◆ **What the task asks**: Repeat exactly the lines from the line containing "find boat cabin" to the last line of the listing, including both.

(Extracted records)

================

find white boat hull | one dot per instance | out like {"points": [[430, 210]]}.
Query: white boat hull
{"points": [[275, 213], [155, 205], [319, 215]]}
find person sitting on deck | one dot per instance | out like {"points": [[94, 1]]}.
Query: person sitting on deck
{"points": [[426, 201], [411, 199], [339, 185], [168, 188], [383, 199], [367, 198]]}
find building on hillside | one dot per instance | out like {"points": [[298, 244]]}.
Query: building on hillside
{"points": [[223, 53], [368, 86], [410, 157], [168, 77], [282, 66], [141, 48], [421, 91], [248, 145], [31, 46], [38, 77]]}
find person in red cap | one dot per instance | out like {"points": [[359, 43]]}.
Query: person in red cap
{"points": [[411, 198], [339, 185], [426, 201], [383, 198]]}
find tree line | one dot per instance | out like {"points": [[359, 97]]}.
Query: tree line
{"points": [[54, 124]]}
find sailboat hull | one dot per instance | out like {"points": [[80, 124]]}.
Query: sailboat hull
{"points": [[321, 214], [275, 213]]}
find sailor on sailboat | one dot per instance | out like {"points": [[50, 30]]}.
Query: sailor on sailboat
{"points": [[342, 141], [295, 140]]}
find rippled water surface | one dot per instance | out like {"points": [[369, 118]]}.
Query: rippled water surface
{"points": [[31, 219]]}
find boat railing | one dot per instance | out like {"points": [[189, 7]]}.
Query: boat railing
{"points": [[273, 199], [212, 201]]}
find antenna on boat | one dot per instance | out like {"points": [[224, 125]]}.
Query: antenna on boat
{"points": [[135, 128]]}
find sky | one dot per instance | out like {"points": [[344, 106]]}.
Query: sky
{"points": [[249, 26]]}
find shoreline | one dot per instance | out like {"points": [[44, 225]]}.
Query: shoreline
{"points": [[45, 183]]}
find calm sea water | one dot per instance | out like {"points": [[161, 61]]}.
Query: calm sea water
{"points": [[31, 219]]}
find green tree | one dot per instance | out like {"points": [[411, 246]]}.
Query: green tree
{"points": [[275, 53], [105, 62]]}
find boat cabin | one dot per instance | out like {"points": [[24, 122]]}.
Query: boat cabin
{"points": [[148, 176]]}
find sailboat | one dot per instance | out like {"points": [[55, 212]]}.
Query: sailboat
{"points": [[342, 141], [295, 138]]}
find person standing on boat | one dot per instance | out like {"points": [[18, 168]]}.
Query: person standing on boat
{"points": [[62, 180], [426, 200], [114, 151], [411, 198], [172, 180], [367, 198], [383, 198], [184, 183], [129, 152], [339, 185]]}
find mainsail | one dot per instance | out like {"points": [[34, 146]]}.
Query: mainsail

================

◆ **The output**:
find boat cabin | one dot per instance | out like {"points": [[24, 122]]}.
Query: boat cabin
{"points": [[148, 176]]}
find sailboat | one dot per instance | out like {"points": [[55, 212]]}.
Query: sailboat
{"points": [[342, 141], [295, 138]]}
find person standing on boat | one dot per instance | out like {"points": [[18, 168]]}.
Query: person standing on boat
{"points": [[62, 180], [426, 200], [114, 151], [411, 198], [172, 180], [367, 198], [383, 198], [184, 183], [129, 152], [339, 185]]}
find mainsail | one dot per instance | out like {"points": [[34, 146]]}.
Query: mainsail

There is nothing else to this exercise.